- **練習問題 1**
インターネット広告の歴史についての文章で、インターネットにつながる携帯電話を作った会社として挙げられている会社名をすべて書き出してください。
- **練習問題 2**
インターネット広告の歴史についての文章を、最後の文のあとから書き進めてください。

- **読む文章**
================================
インターネット広告創世記

第15話:NTTドコモの「iモード」サービス開始と「キャリアレップ」の設立 何としてもJAAAの会員にならねば!

杓谷技研というマーケティング支援会社の代表を務めております杓谷 匠(しゃくや たくみ)と申します。この記事では、アタラ株式会社会長の佐藤康夫さんのご協力のもと、2024年9月5日(木)に連載を開始した「インターネット広告創世記 ~Googleが与えたインパクトから発展史を読み解く〜」の第15話をお届けします。なお、本連載は、株式会社インプレスが運営するWeb担当者Forumでも同時に公開しています。

前回の記事はこちらです。

杓谷:米国のインターネット・バブルの後押しもあり、バナー広告の配信を支えるテクノロジーもかなり進化してきましたね。DoubleClickの「DART」をはじめとする「アドサーバー」が登場し、「アドネットワーク」が広がっていきました。

佐藤:ちょうどこの頃、NTTドコモが「iモード」のサービスを開始し、世界に先駆けてインターネットに接続できる携帯電話が登場しました。Googleはスマートフォン用のOS「Android」のビジネスモデルに「iモード」を強く意識していたと思います。Infoseekも「iseek」という「iモード」サイトの検索サービスをいち早くリリースしました。携帯電話のインターネット広告については加藤さんが詳しいので、当時の様子を語ってもらおうと思います。

加藤:僕は、1999年1月25日に東京・原宿にあるイベントホール「QUEST HALL」で広末涼子さんが登場したNTTドコモの「iモード」のメディア向け説明会に参加しました。富士通、NEC、三菱電機の3社が作ったインターネットに接続できる携帯電話(フィーチャーフォン)が紹介され、僕も最初のN501(NEC製)を購入しました。

左:「iモード」のメディア向け説明会に登場した広末涼子 – 出典:Internet Watch「NTTドコモが『iモード』の詳細発表、発表会にはヒロスエも登場」(1999年1月25日付け)

右 :富士通 F501i HYPER、三菱 D501i HYPER、NECN501i HYPER – 出典:PC Watch 「NTT DoCoMo、携帯からインターネットにアクセスできる新サービスを開始」(1999年1月25日付け)

急いでJAAA(日本広告業協会)の会員になってください

加藤:この「iモード」は、第9話で紹介した「ハイパーネット」副社長だった夏野剛さん(現KADOKAWA代表取締役)がNTTドコモ(ゲートウェイビジネス部)に転じ、企画開発に深く携わっていました。僕が2000年4月にお会いした際に「NTTドコモと電通で組んで、iモード広告のメディアレップを作ります。CCIとは違い、ドコモが株の過半数を持ちますが社長は電通から迎えます。6月にサービスを開始する予定です」と耳打ちされました。
================================
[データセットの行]
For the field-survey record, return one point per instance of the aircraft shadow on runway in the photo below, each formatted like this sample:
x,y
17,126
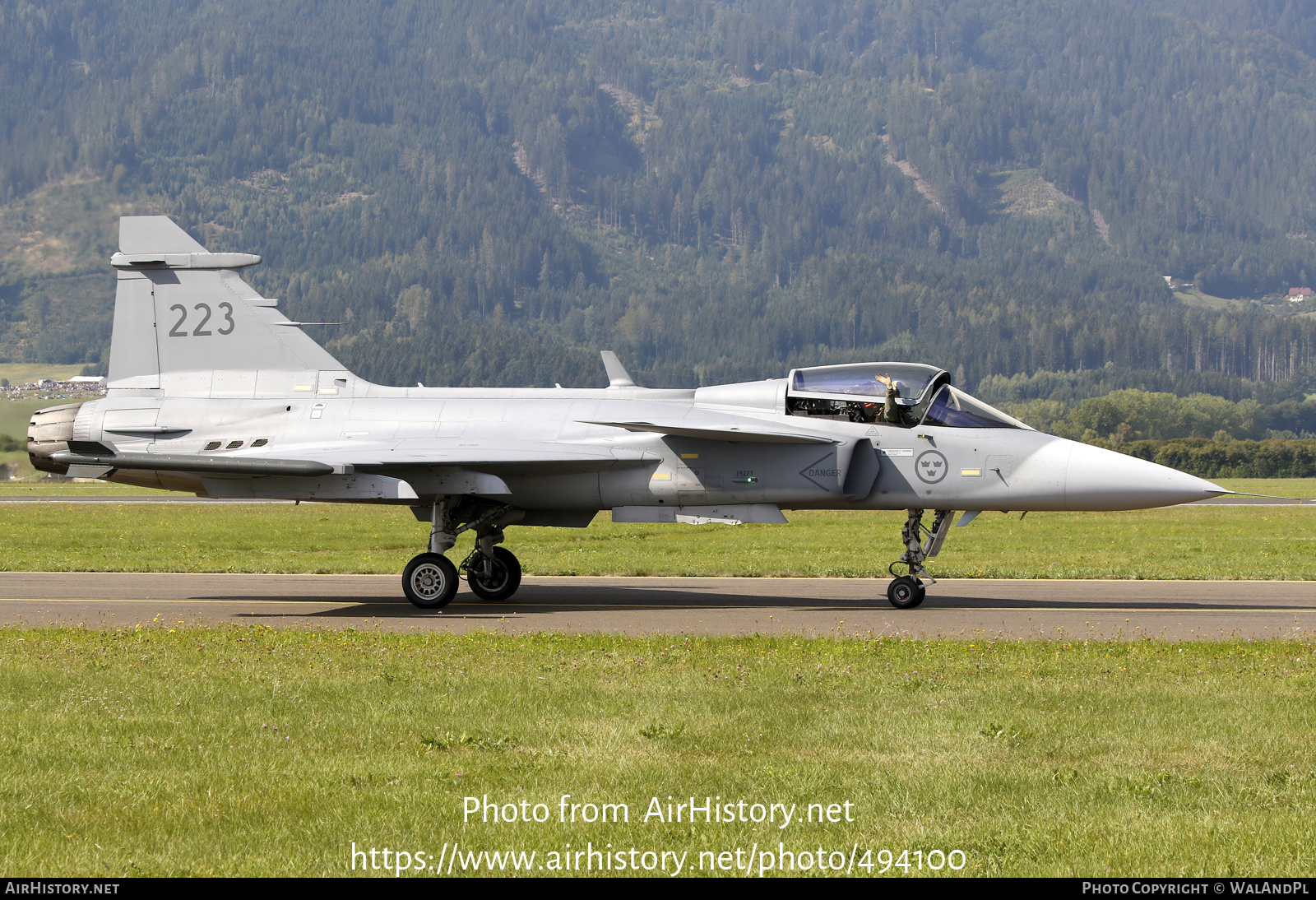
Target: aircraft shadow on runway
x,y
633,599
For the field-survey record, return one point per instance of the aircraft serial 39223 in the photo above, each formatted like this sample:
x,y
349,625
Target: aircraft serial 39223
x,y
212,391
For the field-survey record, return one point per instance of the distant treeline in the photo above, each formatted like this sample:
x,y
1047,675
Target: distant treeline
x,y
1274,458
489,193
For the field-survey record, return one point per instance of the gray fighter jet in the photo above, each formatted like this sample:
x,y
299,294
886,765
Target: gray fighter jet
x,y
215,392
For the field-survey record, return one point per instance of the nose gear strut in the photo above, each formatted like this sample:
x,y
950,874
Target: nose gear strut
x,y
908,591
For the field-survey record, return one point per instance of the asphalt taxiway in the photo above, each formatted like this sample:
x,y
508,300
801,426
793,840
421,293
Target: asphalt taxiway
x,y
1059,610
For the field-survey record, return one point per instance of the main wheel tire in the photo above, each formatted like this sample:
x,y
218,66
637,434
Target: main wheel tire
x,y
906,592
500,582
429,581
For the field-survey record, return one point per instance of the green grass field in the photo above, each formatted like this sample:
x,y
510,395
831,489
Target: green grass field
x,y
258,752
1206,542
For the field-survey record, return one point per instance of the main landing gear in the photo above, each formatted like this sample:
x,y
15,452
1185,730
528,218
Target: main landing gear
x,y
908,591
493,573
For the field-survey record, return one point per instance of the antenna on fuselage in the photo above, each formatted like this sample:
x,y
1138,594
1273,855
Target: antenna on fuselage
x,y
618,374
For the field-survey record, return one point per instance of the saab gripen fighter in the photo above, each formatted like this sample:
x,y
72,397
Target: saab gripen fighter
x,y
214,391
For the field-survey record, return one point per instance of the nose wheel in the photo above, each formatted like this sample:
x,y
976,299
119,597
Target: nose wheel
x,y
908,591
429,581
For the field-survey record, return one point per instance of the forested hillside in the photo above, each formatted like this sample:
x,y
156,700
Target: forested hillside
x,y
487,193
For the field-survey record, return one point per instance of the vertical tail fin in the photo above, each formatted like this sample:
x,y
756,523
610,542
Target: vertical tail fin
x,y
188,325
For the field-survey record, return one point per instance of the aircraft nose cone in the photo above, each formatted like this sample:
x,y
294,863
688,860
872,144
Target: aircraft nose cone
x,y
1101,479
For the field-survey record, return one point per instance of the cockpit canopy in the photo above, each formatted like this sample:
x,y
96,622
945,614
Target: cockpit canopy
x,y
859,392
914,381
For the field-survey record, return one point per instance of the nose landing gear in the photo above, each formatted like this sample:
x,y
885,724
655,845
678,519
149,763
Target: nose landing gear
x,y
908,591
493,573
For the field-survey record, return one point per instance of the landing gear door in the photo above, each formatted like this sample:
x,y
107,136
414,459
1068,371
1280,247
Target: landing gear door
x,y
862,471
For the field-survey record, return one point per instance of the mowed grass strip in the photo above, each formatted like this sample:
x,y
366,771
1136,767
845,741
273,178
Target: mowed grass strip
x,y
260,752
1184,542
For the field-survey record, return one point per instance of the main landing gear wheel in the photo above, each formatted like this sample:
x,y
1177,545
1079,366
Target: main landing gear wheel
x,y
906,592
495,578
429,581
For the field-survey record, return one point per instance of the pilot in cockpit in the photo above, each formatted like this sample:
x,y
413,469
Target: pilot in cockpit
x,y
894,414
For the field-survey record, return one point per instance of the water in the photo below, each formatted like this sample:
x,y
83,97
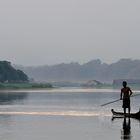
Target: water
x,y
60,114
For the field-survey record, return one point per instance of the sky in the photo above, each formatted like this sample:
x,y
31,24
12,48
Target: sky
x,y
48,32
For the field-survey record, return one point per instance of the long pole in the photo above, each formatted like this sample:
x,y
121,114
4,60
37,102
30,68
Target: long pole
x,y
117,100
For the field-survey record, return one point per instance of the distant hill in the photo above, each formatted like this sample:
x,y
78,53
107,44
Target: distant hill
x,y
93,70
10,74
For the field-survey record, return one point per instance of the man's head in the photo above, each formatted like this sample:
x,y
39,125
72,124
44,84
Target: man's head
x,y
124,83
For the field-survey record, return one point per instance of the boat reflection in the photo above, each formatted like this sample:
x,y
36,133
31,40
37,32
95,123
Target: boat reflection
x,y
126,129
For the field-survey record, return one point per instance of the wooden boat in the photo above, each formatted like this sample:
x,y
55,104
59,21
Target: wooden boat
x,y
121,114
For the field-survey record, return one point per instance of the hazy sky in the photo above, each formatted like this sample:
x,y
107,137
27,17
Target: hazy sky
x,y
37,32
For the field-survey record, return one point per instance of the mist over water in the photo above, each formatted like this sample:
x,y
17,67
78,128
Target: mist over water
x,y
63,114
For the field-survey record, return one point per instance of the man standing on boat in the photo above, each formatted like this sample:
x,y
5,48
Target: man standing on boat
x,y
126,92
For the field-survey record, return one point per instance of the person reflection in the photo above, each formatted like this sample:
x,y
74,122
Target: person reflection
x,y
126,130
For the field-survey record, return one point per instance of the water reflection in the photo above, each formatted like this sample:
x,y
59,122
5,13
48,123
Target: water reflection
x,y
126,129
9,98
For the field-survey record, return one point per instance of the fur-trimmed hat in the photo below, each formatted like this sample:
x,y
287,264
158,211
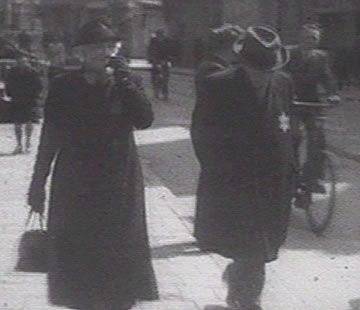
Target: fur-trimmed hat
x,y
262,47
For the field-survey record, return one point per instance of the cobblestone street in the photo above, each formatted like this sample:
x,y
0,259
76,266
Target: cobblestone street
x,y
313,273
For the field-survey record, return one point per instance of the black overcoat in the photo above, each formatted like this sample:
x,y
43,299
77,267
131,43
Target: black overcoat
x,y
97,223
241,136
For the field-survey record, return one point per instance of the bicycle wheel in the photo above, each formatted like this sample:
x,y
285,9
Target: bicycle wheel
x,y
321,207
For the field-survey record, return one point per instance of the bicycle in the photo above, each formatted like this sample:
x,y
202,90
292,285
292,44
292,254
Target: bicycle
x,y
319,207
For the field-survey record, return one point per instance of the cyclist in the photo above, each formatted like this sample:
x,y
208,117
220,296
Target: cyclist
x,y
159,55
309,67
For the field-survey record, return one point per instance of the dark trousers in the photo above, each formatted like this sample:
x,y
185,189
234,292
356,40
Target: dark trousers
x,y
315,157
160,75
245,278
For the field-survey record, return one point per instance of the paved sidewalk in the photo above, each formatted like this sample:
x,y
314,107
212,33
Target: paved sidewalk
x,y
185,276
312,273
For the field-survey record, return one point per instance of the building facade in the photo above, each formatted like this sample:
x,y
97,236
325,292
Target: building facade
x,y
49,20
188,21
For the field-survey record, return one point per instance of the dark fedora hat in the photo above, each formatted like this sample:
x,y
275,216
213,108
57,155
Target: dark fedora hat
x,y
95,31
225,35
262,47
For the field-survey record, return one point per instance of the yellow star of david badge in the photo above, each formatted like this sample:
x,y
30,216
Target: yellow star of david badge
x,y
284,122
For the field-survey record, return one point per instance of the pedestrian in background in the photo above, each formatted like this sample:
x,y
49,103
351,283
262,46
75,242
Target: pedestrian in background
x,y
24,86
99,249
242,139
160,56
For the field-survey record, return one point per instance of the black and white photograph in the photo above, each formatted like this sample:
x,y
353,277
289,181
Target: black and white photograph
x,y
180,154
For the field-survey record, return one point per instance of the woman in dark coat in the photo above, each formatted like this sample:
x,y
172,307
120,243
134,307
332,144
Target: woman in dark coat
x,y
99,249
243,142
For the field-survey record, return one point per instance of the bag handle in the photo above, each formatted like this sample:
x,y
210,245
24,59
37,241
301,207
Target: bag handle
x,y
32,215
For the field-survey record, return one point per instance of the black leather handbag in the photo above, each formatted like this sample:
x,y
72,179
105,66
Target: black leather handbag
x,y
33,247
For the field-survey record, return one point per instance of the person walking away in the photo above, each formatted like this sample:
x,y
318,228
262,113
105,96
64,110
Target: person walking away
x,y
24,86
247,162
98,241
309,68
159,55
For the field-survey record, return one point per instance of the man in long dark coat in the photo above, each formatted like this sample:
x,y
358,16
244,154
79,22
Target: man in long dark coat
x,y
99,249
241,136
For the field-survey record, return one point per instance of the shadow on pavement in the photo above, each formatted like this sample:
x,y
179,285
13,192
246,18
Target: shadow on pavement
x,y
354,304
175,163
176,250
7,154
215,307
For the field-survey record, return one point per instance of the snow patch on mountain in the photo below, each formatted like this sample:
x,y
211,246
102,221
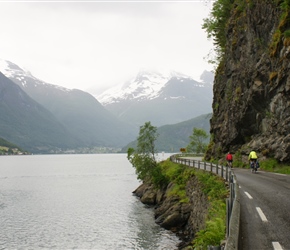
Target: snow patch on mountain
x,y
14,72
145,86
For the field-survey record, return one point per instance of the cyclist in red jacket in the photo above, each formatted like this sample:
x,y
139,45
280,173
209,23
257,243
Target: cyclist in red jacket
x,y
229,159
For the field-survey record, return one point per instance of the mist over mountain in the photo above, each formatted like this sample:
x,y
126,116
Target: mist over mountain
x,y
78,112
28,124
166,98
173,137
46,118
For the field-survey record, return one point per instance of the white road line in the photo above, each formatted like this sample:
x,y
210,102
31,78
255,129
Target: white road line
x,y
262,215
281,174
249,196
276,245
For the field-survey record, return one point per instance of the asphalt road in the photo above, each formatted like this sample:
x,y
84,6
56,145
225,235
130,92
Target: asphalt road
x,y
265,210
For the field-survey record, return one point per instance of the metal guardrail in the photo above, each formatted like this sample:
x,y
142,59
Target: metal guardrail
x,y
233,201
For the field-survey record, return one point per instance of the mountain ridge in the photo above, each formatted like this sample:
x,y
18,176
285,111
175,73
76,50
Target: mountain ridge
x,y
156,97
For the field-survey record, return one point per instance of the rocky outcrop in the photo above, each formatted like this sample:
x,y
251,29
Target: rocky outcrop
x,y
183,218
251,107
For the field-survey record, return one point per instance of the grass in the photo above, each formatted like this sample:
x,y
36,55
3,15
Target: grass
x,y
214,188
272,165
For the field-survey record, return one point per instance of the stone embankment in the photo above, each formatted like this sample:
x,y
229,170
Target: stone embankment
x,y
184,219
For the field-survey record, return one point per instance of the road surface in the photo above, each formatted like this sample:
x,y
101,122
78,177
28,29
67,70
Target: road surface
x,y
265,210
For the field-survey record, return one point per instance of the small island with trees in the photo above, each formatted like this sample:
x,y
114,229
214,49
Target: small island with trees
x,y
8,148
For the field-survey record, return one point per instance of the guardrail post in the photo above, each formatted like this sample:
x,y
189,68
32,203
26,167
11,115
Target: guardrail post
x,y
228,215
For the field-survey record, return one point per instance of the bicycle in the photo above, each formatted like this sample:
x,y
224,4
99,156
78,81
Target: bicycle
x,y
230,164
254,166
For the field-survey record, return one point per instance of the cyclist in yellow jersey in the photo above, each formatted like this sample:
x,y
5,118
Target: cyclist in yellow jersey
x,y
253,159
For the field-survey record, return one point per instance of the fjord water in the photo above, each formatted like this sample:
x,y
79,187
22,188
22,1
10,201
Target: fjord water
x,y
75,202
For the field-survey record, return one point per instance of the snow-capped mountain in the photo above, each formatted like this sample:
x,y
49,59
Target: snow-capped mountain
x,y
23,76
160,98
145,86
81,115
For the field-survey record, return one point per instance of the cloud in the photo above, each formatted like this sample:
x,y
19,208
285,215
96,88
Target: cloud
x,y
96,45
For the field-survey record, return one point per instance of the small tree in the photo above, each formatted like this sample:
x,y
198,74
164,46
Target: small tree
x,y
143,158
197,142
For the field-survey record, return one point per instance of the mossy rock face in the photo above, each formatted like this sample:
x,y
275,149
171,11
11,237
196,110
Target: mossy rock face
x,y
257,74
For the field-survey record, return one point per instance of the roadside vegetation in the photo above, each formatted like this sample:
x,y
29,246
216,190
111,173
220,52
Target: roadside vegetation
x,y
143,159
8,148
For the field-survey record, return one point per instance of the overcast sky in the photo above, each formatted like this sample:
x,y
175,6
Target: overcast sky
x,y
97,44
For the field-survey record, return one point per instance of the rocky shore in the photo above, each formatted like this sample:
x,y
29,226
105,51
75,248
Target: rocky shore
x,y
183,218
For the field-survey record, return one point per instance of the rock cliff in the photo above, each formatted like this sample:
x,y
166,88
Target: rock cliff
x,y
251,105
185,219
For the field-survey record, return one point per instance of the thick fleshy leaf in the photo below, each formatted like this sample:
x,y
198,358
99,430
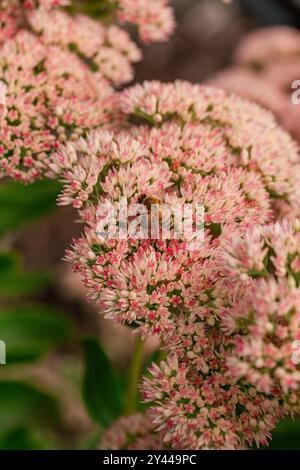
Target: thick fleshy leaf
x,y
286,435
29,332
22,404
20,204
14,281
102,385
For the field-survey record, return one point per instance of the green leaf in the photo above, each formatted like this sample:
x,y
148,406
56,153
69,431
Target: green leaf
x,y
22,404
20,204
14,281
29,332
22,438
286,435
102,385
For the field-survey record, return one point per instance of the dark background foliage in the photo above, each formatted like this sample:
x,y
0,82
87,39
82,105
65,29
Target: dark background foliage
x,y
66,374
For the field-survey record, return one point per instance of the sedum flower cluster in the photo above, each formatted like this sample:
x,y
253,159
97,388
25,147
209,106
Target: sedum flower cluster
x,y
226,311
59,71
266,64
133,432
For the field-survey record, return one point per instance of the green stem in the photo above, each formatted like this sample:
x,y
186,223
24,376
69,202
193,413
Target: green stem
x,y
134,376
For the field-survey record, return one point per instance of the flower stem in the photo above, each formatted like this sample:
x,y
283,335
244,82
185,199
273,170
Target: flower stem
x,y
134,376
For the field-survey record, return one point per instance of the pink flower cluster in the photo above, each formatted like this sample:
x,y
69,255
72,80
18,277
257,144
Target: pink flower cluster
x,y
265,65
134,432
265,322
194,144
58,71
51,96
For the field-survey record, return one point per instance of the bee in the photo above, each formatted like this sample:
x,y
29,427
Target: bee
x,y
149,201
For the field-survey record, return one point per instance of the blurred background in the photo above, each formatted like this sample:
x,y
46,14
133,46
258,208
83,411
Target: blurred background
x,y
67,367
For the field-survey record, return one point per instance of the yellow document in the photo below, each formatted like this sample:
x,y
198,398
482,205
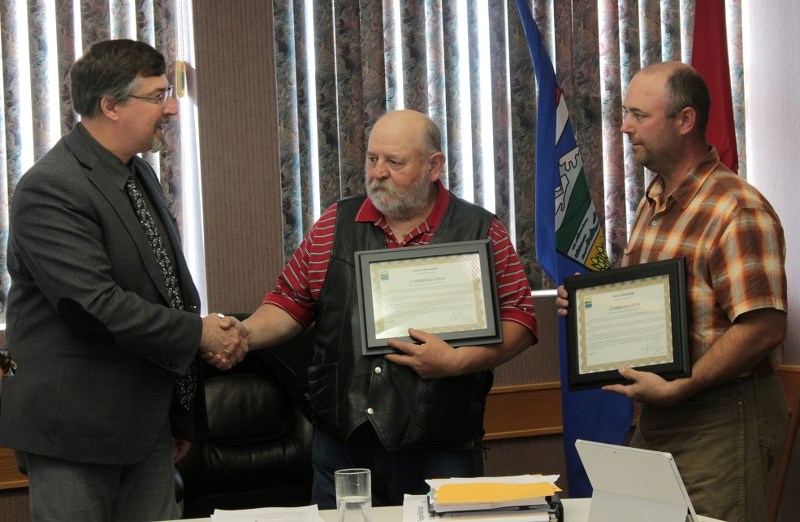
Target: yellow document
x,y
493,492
================================
- **解答 1**
富士通、NEC、三菱電機

- **解答 2**
この株式会社ディーツーコミュニケーションズ(現株式会社D2C。以下D2C)の創業社長にと白羽の矢が立った藤田明久さんは、それまでCCI設立時から電通からの出向取締役として前線に居た、いわば戦友でした。5月になった頃にお呼びがかかり、「加藤さん、急いでJAAA(日本広告業協会)の会員になってください。iモードのトップページ『iMenu』にもう一つ新たにメニューを追加して、広告を掲載するページを作ります。その広告が取り扱えるのはJAAAの会員だけにしようと考えています」と伝えられました。

当時、JAAAの会員になるためには、5社の既存会員からの推薦をもらって最終的に理事会で面談を受けないといけなかったんです。後に3社に緩和されるのですが、当時はかなり条件が厳しかった。僕は急いでコンタクトを取って5社から推薦をもらい、無事に入会することができました。

下の画像は、2000年6月29日付けでD2Cが代理店向け説明会で配布したiモード広告の媒体資料です。

D2Cが配布したiモード広告の媒体資料。「Ver.1」の文字が見られる。

(出典:2000年6月29日付けのD2Cのiモード広告媒体資料。加藤さん所蔵。)

「とくするメニュー」の名前が「キャンペーン情報(仮称)」になっているのが確認できる。

(出典:2000年6月29日付けのD2Cのiモード広告媒体資料。加藤さん所蔵。)

iモード広告のサンプルイメージ

(出典:2000年6月29日付けのD2Cのiモード広告媒体資料。加藤さん所蔵。)

加藤:藤田さんに伝えられたこの新しい広告専門のメニューは、説明会の時点では「キャンペーン情報(仮称)」として紹介されていましたが、後に「とくするメニュー」という名称で一般に公開されました。

iMenuに掲載された「とくするメニュー」。クリックした先のページでテキスト形式の広告が表示された。

出典:ITmedia Mobile「iモード広告のビジネスモデルは成立するのか – Wireless Conference 2001」(2001年7月18日付け)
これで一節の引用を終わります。